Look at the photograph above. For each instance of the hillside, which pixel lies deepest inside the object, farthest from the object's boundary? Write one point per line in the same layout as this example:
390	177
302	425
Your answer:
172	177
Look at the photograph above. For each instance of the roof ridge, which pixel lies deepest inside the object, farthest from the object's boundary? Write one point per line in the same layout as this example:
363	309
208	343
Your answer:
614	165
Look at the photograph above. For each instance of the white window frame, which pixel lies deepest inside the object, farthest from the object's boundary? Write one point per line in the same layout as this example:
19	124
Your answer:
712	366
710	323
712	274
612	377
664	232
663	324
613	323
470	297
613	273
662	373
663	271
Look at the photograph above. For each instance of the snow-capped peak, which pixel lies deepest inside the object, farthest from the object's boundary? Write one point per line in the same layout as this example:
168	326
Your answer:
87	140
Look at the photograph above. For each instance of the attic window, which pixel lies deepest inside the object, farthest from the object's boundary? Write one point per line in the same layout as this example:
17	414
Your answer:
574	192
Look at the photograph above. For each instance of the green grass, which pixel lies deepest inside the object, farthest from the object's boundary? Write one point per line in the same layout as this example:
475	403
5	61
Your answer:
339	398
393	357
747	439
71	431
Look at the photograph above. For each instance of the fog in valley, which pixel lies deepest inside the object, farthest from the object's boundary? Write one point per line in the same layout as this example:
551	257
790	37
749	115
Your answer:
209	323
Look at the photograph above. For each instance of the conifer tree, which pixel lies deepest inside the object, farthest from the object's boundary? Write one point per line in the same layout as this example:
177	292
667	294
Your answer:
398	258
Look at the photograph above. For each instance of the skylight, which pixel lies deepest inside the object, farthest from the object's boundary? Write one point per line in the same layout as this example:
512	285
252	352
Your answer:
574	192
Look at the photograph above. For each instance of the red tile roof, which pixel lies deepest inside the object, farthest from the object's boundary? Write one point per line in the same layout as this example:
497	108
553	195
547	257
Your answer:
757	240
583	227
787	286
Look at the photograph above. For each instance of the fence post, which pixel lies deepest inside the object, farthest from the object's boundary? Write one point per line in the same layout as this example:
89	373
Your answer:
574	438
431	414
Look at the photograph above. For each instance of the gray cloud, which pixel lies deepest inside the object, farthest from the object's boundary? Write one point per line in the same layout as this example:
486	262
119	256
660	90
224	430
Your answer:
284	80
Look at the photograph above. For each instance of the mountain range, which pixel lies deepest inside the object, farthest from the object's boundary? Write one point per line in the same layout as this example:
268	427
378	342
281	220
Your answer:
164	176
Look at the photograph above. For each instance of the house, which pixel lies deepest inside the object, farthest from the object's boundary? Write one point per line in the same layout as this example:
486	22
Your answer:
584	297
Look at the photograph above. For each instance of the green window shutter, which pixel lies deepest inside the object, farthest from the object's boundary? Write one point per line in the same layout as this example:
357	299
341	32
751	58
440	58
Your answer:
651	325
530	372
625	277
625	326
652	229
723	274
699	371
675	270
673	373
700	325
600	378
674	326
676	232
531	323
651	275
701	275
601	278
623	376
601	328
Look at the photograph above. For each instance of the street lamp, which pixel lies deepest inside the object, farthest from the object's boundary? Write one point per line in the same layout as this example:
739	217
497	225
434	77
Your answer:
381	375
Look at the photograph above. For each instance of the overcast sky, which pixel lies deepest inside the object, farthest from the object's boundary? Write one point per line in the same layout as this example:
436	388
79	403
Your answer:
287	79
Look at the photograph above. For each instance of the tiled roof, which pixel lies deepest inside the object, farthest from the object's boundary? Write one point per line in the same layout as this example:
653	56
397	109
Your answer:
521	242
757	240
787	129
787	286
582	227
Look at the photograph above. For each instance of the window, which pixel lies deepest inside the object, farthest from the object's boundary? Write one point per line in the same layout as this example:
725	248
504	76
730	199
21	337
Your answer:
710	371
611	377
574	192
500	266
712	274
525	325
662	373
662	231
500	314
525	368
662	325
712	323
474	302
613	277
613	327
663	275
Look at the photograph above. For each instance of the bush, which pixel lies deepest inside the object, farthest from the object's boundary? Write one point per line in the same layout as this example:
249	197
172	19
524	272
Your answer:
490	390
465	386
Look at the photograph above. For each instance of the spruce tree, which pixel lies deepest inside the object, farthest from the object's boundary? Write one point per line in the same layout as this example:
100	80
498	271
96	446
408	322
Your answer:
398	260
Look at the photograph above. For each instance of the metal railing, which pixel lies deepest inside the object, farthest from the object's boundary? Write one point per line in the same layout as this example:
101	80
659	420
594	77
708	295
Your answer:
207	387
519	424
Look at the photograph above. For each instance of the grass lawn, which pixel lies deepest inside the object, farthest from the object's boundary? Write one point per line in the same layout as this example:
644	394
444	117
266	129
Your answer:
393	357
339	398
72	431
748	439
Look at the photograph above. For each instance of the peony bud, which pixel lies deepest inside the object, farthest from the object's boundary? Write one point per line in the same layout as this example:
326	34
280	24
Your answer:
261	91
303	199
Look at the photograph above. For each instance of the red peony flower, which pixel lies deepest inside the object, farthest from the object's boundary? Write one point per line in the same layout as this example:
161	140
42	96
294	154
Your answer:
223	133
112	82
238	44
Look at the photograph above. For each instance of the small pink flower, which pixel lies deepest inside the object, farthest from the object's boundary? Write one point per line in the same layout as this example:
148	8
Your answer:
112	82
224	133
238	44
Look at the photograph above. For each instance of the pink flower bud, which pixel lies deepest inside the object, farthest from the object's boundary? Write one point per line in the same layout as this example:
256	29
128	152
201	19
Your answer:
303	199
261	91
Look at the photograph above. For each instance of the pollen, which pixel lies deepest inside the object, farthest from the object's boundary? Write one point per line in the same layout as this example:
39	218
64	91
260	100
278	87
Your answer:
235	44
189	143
:::
§ **TO DO**: The number of lines above where the word "pink" occurs, and only that number, is the answer.

§ **EXERCISE OUTPUT**: 2